Excerpt from a dataset
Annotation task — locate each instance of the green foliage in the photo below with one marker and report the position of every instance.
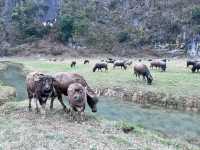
(65, 27)
(25, 23)
(123, 37)
(196, 14)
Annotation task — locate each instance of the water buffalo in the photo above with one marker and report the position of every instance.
(100, 66)
(121, 64)
(86, 61)
(191, 62)
(141, 69)
(110, 60)
(39, 87)
(77, 96)
(128, 62)
(62, 83)
(196, 66)
(158, 64)
(73, 64)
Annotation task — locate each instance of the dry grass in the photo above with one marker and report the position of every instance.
(20, 129)
(177, 80)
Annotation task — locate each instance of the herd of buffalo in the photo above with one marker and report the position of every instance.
(42, 86)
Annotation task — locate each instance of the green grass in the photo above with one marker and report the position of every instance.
(177, 80)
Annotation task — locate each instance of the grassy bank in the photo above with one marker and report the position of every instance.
(177, 80)
(21, 129)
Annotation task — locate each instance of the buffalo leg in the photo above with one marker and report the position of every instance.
(30, 107)
(30, 99)
(36, 104)
(61, 102)
(51, 104)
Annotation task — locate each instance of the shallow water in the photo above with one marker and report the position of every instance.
(14, 77)
(171, 123)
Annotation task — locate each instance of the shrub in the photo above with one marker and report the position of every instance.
(123, 37)
(196, 14)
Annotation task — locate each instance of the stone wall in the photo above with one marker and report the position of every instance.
(168, 101)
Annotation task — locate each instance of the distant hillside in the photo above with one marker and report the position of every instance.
(112, 26)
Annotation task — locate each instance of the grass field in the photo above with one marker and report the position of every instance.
(177, 80)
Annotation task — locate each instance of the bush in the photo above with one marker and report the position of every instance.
(196, 14)
(65, 27)
(123, 37)
(26, 24)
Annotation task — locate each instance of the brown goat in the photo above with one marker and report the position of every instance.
(141, 69)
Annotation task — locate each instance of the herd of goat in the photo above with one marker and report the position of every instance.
(140, 69)
(42, 86)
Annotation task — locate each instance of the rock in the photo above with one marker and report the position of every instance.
(6, 94)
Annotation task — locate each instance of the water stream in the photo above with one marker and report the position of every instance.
(171, 123)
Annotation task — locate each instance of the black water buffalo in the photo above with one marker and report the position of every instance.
(39, 87)
(62, 84)
(128, 62)
(141, 69)
(100, 66)
(77, 96)
(158, 64)
(86, 61)
(121, 64)
(110, 60)
(195, 67)
(73, 64)
(191, 62)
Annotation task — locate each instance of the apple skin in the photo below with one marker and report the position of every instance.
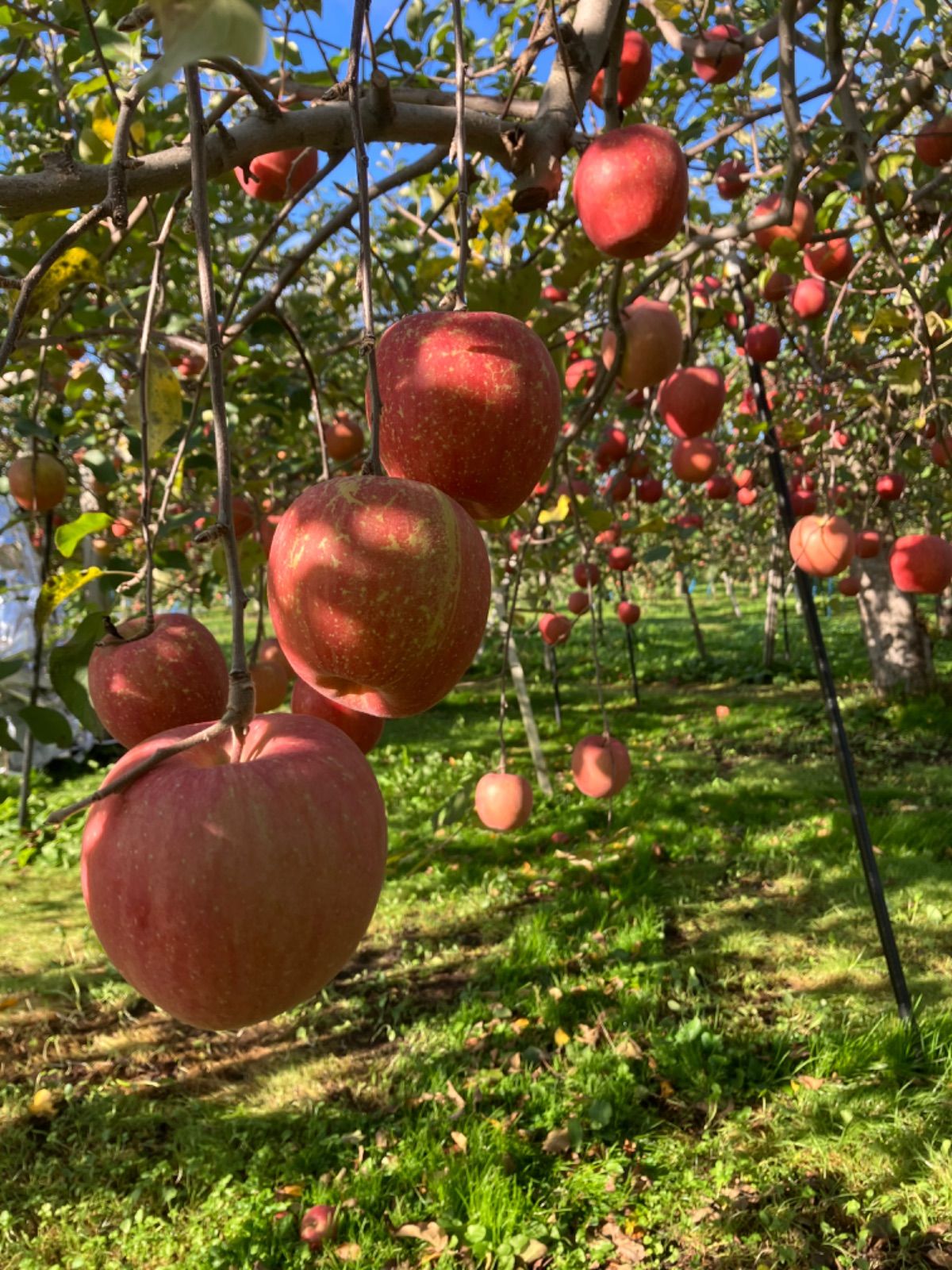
(653, 343)
(696, 460)
(800, 230)
(273, 179)
(634, 71)
(631, 190)
(922, 564)
(503, 802)
(601, 768)
(378, 591)
(823, 545)
(228, 886)
(762, 343)
(933, 143)
(363, 729)
(173, 677)
(691, 400)
(44, 493)
(471, 404)
(720, 70)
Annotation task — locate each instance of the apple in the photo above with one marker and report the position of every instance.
(810, 298)
(37, 484)
(378, 591)
(601, 766)
(634, 71)
(831, 260)
(503, 802)
(727, 63)
(653, 343)
(171, 677)
(471, 404)
(933, 143)
(922, 564)
(823, 545)
(235, 879)
(762, 343)
(363, 729)
(278, 175)
(800, 230)
(691, 400)
(695, 460)
(729, 179)
(554, 628)
(631, 190)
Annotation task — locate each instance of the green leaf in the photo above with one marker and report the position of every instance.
(65, 664)
(48, 727)
(59, 587)
(67, 537)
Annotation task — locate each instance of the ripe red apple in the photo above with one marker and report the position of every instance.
(823, 545)
(278, 175)
(503, 802)
(471, 404)
(727, 63)
(762, 343)
(378, 592)
(634, 71)
(810, 298)
(343, 438)
(922, 564)
(800, 230)
(173, 677)
(554, 628)
(37, 484)
(653, 343)
(933, 143)
(631, 190)
(691, 400)
(363, 729)
(729, 179)
(695, 460)
(234, 880)
(831, 260)
(601, 766)
(890, 487)
(649, 491)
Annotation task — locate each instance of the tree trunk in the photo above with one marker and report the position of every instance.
(896, 641)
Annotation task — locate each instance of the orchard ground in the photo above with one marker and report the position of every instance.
(668, 1041)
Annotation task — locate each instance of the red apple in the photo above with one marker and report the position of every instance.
(37, 484)
(691, 400)
(922, 564)
(173, 677)
(471, 404)
(634, 71)
(631, 190)
(235, 879)
(653, 343)
(378, 592)
(601, 766)
(727, 63)
(363, 729)
(503, 802)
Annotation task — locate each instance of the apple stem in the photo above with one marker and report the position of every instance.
(241, 698)
(368, 341)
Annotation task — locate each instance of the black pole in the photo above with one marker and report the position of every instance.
(844, 755)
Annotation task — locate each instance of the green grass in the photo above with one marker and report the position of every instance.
(670, 1041)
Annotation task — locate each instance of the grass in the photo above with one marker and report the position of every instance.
(668, 1041)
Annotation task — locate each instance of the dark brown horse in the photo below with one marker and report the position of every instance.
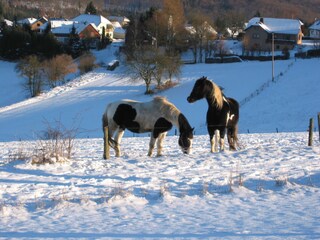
(222, 114)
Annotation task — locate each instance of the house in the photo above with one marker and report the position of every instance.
(34, 23)
(124, 21)
(26, 21)
(87, 33)
(119, 32)
(259, 33)
(314, 30)
(62, 29)
(38, 23)
(102, 24)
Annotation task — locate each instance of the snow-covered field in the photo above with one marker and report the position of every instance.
(269, 189)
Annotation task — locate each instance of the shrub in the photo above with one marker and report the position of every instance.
(87, 63)
(55, 144)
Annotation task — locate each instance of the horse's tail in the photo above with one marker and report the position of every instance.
(235, 136)
(112, 143)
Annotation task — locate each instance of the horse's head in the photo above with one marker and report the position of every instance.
(185, 140)
(200, 90)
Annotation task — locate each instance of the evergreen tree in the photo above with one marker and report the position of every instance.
(91, 9)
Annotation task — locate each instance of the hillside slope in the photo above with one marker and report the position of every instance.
(285, 105)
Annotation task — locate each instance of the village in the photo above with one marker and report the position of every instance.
(257, 35)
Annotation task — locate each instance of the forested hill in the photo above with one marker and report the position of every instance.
(306, 10)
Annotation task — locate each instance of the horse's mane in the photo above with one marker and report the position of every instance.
(217, 95)
(166, 107)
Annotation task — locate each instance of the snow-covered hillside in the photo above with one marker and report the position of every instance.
(285, 105)
(269, 189)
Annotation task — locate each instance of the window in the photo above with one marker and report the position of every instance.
(255, 35)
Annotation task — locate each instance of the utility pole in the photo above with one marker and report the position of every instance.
(272, 56)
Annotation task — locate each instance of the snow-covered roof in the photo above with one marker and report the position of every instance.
(8, 22)
(118, 19)
(56, 24)
(277, 25)
(67, 28)
(88, 18)
(116, 25)
(315, 25)
(28, 21)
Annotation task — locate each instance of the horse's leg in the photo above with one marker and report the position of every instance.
(213, 133)
(231, 138)
(151, 145)
(159, 143)
(221, 138)
(118, 138)
(216, 140)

* The request
Print every line of the rows above exactly as they appear, leaving out the pictures.

* Response
Annotation task — locate each instance of the green foliage in the photo below with one marker and report the position of every instance.
(65, 27)
(25, 23)
(123, 37)
(196, 14)
Annotation task — locate each instance of the water buffalo in the photo above with one marker and report the position of every instance.
(100, 66)
(121, 64)
(86, 61)
(191, 62)
(141, 69)
(110, 60)
(39, 87)
(77, 96)
(128, 62)
(62, 83)
(196, 66)
(158, 64)
(73, 64)
Annotation task — locate each instance of the dry grass in the photo above with one marker and report the position of every instance.
(20, 129)
(177, 80)
Annotation task — locate each instance of the herd of buffalo in the photo above with one marker and report the position of every instance.
(42, 86)
Annotation task — locate each instance of the green grass in the photo above with one marker and report the position of every instance.
(177, 80)
Annotation task — locate each instance of the grassy bank in the photo above with one marker and report the position of every instance.
(177, 80)
(21, 129)
Annotation task — locate each instance of the buffalo leg in the photo above with one marker and report the position of every instance.
(30, 107)
(30, 99)
(36, 104)
(61, 102)
(51, 104)
Annotation task — locate each instance of the shallow water in the photo above with one marker and report the position of every instance.
(14, 77)
(171, 123)
Annotation task — locate each instance of the shrub in the photo above with one marker and report the position of every instance.
(123, 37)
(196, 14)
Annotation task — locate each instance of the stone wall in the photo above with one marker and report the position of every instance.
(168, 101)
Annotation task — locate each instance of the distant hillside in the photo above with one marker and report the position of every instance.
(112, 26)
Annotation task — locate each instance of the grass field in the photo above with one marker and report the position of every instance.
(177, 80)
Annotation task — locate each instance of the bush in the photo above with one marker and report the position of every instance.
(196, 14)
(65, 27)
(123, 37)
(26, 24)
Annotation task — locate each instance of the brown goat in the photo above with one marker and report the position of every instance.
(141, 69)
Annotation task — locate each instance of the herd of goat in the photo above with one marker and report the position of every instance.
(140, 69)
(42, 86)
Annotation task — locate each instance of the rock in the photo above with one marker and report the position of every instance.
(6, 94)
Annotation task — locate each instance of the water stream in the photo above with one marker and report the position of every instance.
(171, 123)
Annotation task — locate each instance of the black water buffalo in the photo above with one marker and report the position of every instance.
(39, 87)
(62, 84)
(128, 62)
(141, 69)
(100, 66)
(77, 96)
(158, 64)
(86, 61)
(121, 64)
(110, 60)
(195, 67)
(73, 64)
(191, 62)
Annotation task — locate each instance of the apple skin in the photo below with one marker and report the position of every instance.
(653, 343)
(696, 460)
(800, 230)
(273, 179)
(634, 71)
(631, 190)
(922, 564)
(503, 802)
(601, 768)
(378, 591)
(823, 545)
(228, 886)
(762, 343)
(933, 143)
(363, 729)
(173, 677)
(691, 400)
(44, 493)
(471, 404)
(720, 70)
Annotation task — locate each instance of the apple in the photo above with one marker and report the position of every instance.
(810, 298)
(37, 484)
(378, 591)
(601, 766)
(634, 71)
(831, 260)
(503, 802)
(727, 63)
(653, 343)
(171, 677)
(471, 404)
(933, 143)
(922, 564)
(823, 545)
(235, 879)
(762, 343)
(363, 729)
(278, 175)
(800, 230)
(691, 400)
(695, 460)
(729, 179)
(554, 628)
(631, 190)
Annotation task — locate each instance of the green leaf in the photo above with one marker and report the position of every instance.
(65, 664)
(48, 727)
(59, 587)
(67, 537)
Annotation task — locate each instance of the ripe red apple in the photo above with one marker and report the position of every instance.
(823, 545)
(278, 175)
(503, 802)
(471, 404)
(727, 63)
(762, 343)
(378, 592)
(634, 71)
(810, 298)
(343, 438)
(922, 564)
(800, 230)
(173, 677)
(554, 628)
(37, 484)
(653, 343)
(933, 143)
(631, 190)
(691, 400)
(363, 729)
(729, 179)
(695, 460)
(234, 880)
(831, 260)
(601, 766)
(890, 487)
(649, 491)
Annotation task — locate each instance of the tree trunk in the photo above with one marker and report the position of every instance.
(896, 641)
Annotation task — locate each instance of the orchard ground in the photo above with one marker and report the position of every instance.
(668, 1041)
Annotation task — locate each instance of the red apple in the photo above with one marker and report the position of every instance.
(37, 484)
(691, 400)
(922, 564)
(173, 677)
(471, 404)
(634, 71)
(631, 190)
(235, 879)
(653, 343)
(378, 592)
(601, 766)
(727, 63)
(363, 729)
(503, 802)
Annotation task — locate each instance of the apple stem in the photo above with one marker and report the position of every instance.
(241, 698)
(368, 341)
Annotation task — locate each instance of the black pole in the photo above with one marker and report the position of every instance.
(844, 755)
Annotation task — locate each instance of the green grass in the photo above with one marker and report the position of every instance.
(670, 1041)
Annotation task — locate each instance of the grass in the photo above with one marker and report the position of every instance.
(668, 1041)
Annotation task — locate each instance of the dark brown horse in the photo below with one marker and report the position of every instance.
(222, 114)
Annotation task — locate each instance of the house in the photo above with one marker and report the position of every instance.
(34, 23)
(124, 21)
(26, 21)
(87, 33)
(119, 32)
(259, 33)
(314, 30)
(62, 29)
(38, 23)
(102, 24)
Annotation task — locate each instance of the snow-covered field in the photo above with one marker and report the position of every instance.
(269, 189)
Annotation task — locate each instance of the shrub in the photo above with one marker and report the position of every instance.
(87, 63)
(55, 144)
Annotation task — locate each instance of the horse's tail in the photo above with one marker and report the position of every instance.
(235, 136)
(112, 143)
Annotation task — locate each instance of the horse's head in the photo above with one marker and report the position of every instance.
(185, 140)
(200, 90)
Annotation task — locate each instance of the evergreen tree in the photo above with one marker and report the position of every instance.
(91, 9)
Annotation task — locate each instance of the hillside slope in the photo above with one marker and report the position of every instance.
(285, 105)
Annotation task — locate each instance of the village in the photo above with one marker and report the position of every instance.
(257, 35)
Annotation task — locate each instance of the forested hill in the photo above with one marker and report the position of every instance.
(306, 10)
Annotation task — locate each instance of the horse's mane in the photo above with one marker and report the position of every instance.
(217, 95)
(166, 107)
Annotation task — locate each instance of the snow-covered hillside in the photo above with one marker and report the position of every instance.
(285, 105)
(269, 189)
Annotation task — locate each instance of the window in the photo above with one marker and report the position of every instance.
(255, 35)
Annotation task — locate each instance of the utility pole in the photo above with one marker and report the position of every instance.
(272, 56)
Annotation task — locate each instance of the snow-covered roof in the photo above with one marker and report the position of every instance.
(8, 22)
(118, 19)
(56, 24)
(277, 25)
(67, 28)
(88, 18)
(116, 25)
(315, 25)
(28, 21)
Annotation task — locate each instance of the horse's leg in the photo above with one marker and report the position of every instance.
(213, 133)
(231, 138)
(151, 145)
(159, 143)
(221, 138)
(118, 138)
(216, 140)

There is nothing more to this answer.